**Work order 1**
In the court opinion excerpt, which code section did the defendant cite when he said he never received proper notice about his prior convictions?
**Work order 2**
Say whether each statement agrees with the court opinion excerpt, answering yes or no and quoting the deciding words. (a) During cross-examination, the defendant said he was of sound mind. (b) The court held that the term "experienced drinker" bore on the defendant's character. (c) The State gave notice of which prior convictions it would introduce at sentencing.
**Work order 3**
Resume the court opinion excerpt from its last sentence.

4. During the cross-examination of defendant the following exchange occurred: "Q. Have you, Mr. Rielli, any idea that you can impart to this jury as to how Larry Dean Rielli acts when he's loaded up to point twenty-one grams percent of blood alcohol? A. Sir, I was of sound mind. Q. You were what? A. Sound mind. I wasn't intoxicated. Q. All right. You were an experienced drinker at that time? A. Yes, sir." (Emphasis supplied.) Defendant then objected on the grounds that the State was trying to place defendant's character in issue. See OCGA 24-2-2. Defendant argues that use of the term "experienced drinker" was an attempt to portray defendant as an habitual drinker, a drunkard and an alcoholic. The words used by the prosecution clearly do not provide any support for defendant's argument. Consumption of alcohol by adults is not prohibited and clearly any person repeatedly indulging in such would be an experienced drinker. The term questioned by defendant is irrelevant to character. Also we note earlier testimony elicited by defense counsel during cross-examination of the State expert witness as to variations in the effect of alcohol when consumed by an inexperienced or "experienced drinker." This enumeration of error is without merit.
5. Defendant contends the trial court erred in allowing the State to introduce evidence of prior convictions in aggravation at sentencing. Defendant objected to the introduction of certified copies of prior convictions on the grounds that he had never received proper notice under OCGA 17-10-2 (a). The State furnished a copy of defendant's prior record but apparently gave no notice as to which convictions it would seek to introduce into evidence.

Data entries:
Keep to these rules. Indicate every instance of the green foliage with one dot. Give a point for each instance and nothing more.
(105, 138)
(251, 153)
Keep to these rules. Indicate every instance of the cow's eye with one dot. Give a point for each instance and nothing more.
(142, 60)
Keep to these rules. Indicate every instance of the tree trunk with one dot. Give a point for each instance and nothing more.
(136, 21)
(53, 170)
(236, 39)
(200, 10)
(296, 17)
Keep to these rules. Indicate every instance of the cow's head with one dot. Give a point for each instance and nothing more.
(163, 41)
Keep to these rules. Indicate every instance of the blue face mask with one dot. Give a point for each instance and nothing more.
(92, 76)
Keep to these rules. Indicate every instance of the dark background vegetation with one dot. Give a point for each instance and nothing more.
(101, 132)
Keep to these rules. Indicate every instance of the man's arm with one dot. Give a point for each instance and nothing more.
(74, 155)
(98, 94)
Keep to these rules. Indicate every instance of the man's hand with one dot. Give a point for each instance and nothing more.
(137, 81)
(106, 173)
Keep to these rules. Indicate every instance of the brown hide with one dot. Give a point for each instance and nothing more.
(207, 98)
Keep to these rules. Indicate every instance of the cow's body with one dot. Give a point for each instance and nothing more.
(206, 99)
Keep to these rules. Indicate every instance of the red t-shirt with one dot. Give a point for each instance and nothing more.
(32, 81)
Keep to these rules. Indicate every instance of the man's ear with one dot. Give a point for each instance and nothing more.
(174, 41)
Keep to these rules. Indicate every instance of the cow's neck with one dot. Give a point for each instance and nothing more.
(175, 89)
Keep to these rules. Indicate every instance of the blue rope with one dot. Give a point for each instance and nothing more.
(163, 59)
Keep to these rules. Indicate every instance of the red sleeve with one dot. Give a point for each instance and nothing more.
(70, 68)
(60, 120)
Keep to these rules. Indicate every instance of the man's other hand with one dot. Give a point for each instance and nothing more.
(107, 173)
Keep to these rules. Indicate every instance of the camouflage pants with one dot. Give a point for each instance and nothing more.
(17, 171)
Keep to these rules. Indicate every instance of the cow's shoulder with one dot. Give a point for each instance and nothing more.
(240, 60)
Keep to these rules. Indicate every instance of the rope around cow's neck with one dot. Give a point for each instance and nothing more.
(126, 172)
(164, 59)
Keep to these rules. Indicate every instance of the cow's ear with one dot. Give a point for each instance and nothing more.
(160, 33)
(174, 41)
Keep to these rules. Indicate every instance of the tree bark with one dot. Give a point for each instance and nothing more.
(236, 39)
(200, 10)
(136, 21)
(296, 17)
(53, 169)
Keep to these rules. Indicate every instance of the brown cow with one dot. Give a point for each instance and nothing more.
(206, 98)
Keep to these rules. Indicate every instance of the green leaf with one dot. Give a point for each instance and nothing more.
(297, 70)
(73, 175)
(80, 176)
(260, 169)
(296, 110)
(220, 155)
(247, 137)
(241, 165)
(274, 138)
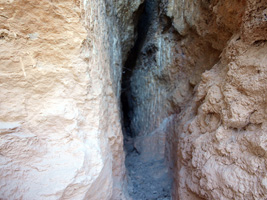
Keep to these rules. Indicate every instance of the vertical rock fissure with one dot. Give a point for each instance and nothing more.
(148, 176)
(142, 20)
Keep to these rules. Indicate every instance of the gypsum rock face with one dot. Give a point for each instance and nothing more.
(58, 82)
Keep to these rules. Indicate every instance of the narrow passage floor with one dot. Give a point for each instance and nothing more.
(149, 179)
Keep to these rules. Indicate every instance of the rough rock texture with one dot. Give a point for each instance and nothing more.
(198, 97)
(203, 65)
(60, 123)
(220, 137)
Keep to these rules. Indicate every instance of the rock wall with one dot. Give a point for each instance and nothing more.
(200, 85)
(220, 136)
(60, 121)
(198, 97)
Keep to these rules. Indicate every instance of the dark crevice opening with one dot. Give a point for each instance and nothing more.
(142, 21)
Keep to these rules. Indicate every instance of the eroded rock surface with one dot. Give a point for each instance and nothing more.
(197, 97)
(60, 131)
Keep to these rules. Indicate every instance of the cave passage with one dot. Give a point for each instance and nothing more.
(142, 18)
(147, 179)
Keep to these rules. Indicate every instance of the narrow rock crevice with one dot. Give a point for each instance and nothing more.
(142, 19)
(148, 177)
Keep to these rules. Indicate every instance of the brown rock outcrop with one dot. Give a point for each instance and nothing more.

**Reply 1**
OCGA 17-10-2 (a)

**Reply 2**
(a) Yes: "Sir, I was of sound mind."
(b) No: "The term questioned by defendant is irrelevant to character."
(c) No: "apparently gave no notice as to which convictions it would seek to introduce into evidence."

**Reply 3**
OCGA 17-10-2 (a) provides in part, "that only such evidence in aggravation as the state has made known to the defendant prior to his trial shall be admissible." This language has been construed to mean "that notice of each specific conviction to be introduced in evidence by the State at the sentencing phase of the trial should be given to the party on trial or his attorney. And the fact that such notice was given should be clear and not cloudy. . . ." Gates v. State, 229 Ga. 796, 797 (4) (194 SE2d 412). See also Collins v. State, 145 Ga. App. 341, 344 (4) (243 SE2d 716). However, the furnishing of defense counsel with a list of convictions upon which the State expects to rely is sufficient. Peters v. State, 131 Ga. App. 513, 516 (9) (206 SE2d 623).
Additionally, we note that "[t]he purpose of making the defendant's record known to him is to allow counsel and the defendant to determine if there are any defects which would render these documents inadmissible during the presentencing phase of the trial. [Cits.]" Johnson v. State, 171 Ga. App. 851, 854 (321 SE2d 402). That purpose was satisfied here when the trial court offered to continue the sentence hearing in order to permit defense counsel any necessary additional time. Defense counsel's refusal of the trial court's offer rendered any error harmless. Adequate notice was given as to the evidence in question and no reason has been shown requiring that this case be remanded for another sentencing hearing. Williams v. State, 162 Ga. App. 680, 681 (2) (292 SE2d 560).
Spencer Lawton, Jr., District Attorney, David T. Lock, Assistant District Attorney, for appellee.
G. Terry Jackson, for appellant.
DECIDED MARCH 13, 1985 -- REHEARING DENIED MARCH 28, 1985 -- CERT. APPLIED FOR.